→ **WORK ITEM**:
Each line from the beginning of the entries below through the line that includes "positive clicks: (124, 82) (144, 119)" must be returned exactly as given.

MATERIALS PROVIDED: Begin

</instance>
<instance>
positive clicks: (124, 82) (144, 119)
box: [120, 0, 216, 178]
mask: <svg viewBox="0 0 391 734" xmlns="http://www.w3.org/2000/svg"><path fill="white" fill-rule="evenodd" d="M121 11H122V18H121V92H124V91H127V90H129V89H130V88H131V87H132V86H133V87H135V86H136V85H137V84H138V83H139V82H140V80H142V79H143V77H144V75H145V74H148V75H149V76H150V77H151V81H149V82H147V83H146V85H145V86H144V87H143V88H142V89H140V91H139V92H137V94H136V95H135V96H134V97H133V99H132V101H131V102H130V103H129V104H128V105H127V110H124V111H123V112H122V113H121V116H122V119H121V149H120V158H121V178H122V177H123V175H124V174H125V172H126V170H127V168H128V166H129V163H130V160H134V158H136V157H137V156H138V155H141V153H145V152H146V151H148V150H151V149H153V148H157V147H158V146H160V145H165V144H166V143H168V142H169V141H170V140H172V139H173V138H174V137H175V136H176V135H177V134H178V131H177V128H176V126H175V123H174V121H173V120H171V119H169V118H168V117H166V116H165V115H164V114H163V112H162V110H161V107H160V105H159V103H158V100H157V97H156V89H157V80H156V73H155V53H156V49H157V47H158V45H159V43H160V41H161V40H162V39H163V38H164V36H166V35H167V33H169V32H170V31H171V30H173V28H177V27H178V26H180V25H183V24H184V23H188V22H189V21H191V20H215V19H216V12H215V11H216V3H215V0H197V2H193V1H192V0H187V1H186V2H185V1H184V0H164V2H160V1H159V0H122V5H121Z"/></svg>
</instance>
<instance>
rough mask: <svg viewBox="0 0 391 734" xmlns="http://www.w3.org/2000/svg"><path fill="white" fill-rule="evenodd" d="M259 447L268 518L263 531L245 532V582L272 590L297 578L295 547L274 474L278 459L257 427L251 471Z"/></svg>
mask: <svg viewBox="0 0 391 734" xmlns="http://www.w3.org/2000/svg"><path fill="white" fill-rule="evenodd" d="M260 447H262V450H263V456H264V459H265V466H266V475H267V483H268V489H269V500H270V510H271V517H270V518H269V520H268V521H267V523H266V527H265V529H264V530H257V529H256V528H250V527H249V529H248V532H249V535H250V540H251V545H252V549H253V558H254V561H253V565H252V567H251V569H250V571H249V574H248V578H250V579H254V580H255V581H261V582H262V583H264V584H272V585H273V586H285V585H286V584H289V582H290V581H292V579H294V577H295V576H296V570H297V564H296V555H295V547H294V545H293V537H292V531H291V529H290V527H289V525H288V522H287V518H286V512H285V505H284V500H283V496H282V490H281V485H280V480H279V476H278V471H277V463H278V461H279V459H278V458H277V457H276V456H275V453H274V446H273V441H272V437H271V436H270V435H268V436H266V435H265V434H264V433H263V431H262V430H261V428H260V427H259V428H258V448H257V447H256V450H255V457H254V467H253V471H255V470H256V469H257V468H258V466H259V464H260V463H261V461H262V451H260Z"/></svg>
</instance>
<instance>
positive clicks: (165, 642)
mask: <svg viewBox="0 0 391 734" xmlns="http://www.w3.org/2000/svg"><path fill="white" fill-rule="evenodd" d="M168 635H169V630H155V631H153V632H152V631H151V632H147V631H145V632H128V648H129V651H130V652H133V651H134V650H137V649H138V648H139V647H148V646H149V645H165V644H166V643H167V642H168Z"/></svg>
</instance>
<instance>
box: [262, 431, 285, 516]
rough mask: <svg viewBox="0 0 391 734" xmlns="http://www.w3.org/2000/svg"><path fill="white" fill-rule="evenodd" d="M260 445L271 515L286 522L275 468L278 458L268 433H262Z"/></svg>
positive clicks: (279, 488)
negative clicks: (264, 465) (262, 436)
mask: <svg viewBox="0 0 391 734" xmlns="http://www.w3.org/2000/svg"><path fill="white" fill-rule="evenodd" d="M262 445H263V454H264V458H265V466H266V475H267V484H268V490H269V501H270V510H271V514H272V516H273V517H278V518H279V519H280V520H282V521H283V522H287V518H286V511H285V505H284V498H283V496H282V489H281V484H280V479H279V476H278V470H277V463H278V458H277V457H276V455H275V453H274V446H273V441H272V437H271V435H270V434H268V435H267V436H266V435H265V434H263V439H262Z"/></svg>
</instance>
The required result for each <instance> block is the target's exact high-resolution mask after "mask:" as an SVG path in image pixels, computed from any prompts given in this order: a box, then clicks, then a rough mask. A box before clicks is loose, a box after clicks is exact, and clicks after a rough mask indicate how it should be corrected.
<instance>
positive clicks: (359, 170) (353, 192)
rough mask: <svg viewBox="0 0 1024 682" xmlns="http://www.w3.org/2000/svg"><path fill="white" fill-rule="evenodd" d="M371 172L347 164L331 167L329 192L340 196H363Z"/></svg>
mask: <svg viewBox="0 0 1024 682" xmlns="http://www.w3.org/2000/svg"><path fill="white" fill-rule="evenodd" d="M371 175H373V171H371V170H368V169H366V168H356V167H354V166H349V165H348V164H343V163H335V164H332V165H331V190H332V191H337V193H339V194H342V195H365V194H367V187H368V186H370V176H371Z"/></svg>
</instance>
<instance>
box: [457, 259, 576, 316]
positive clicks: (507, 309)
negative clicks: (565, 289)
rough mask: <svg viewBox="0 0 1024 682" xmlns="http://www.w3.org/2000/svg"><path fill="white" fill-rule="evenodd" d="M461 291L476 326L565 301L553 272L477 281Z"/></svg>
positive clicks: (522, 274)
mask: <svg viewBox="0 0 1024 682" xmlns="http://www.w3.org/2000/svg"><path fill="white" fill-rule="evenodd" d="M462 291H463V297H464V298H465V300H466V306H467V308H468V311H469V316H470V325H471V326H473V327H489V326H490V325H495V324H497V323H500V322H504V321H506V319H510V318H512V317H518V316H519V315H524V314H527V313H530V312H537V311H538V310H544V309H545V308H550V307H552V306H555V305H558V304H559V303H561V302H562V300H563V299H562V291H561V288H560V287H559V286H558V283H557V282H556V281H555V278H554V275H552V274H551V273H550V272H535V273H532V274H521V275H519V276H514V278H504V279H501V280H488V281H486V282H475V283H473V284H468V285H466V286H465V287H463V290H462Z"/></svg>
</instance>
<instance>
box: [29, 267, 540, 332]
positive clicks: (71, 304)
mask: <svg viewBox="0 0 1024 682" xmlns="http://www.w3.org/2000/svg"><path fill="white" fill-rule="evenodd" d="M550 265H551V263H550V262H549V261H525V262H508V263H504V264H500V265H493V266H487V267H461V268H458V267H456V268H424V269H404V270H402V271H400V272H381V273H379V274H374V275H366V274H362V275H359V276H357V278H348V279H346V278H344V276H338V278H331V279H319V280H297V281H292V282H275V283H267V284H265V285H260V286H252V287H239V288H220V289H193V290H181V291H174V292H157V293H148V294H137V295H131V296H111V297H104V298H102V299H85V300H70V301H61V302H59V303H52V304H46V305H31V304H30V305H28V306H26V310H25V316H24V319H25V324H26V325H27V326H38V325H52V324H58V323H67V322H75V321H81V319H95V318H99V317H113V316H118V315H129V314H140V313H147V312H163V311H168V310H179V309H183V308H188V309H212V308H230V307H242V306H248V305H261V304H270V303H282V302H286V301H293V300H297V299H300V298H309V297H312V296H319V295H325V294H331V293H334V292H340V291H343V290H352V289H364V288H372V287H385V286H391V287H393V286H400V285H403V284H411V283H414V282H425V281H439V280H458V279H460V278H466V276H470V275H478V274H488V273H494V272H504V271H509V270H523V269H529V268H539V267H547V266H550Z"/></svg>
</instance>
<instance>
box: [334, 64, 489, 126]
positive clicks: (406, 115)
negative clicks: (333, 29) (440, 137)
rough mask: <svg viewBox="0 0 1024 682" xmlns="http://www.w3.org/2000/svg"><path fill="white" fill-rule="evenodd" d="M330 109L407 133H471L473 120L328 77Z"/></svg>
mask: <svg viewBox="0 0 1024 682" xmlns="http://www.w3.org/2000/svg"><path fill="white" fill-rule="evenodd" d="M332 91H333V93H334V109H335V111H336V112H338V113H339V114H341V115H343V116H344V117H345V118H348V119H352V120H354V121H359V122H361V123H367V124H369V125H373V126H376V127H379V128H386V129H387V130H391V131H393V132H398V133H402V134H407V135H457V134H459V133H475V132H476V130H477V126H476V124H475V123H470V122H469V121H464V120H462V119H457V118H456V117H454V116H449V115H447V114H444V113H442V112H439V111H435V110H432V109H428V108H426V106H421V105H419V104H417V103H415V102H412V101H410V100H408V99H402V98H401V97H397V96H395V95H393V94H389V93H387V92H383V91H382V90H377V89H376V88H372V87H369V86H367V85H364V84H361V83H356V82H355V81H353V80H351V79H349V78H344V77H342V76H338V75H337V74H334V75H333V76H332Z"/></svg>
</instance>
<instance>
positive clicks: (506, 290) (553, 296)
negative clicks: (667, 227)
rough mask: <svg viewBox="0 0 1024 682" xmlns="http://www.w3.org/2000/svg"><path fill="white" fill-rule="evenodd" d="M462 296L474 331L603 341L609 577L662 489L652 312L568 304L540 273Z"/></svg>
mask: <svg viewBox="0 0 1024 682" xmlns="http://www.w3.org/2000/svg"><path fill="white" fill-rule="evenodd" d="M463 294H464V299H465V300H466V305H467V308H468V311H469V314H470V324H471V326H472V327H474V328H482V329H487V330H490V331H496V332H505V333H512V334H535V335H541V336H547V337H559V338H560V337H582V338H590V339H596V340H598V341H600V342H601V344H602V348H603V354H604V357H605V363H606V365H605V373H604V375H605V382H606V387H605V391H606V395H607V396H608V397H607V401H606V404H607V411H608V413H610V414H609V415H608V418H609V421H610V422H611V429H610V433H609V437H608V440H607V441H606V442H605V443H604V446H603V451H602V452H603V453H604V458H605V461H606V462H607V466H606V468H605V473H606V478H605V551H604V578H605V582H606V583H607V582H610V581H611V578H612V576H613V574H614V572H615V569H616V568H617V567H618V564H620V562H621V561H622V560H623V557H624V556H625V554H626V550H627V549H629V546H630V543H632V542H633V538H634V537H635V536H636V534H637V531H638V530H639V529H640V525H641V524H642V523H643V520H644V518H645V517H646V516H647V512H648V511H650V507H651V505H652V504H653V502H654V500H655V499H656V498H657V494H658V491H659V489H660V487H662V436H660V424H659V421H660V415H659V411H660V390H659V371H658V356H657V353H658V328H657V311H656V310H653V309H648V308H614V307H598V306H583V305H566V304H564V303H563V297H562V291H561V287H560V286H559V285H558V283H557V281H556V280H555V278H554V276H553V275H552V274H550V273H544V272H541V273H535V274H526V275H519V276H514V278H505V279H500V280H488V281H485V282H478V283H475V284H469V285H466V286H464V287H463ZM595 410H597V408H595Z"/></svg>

MATERIALS PROVIDED: End

→ **RESULT**:
</instance>
<instance>
positive clicks: (124, 82) (144, 119)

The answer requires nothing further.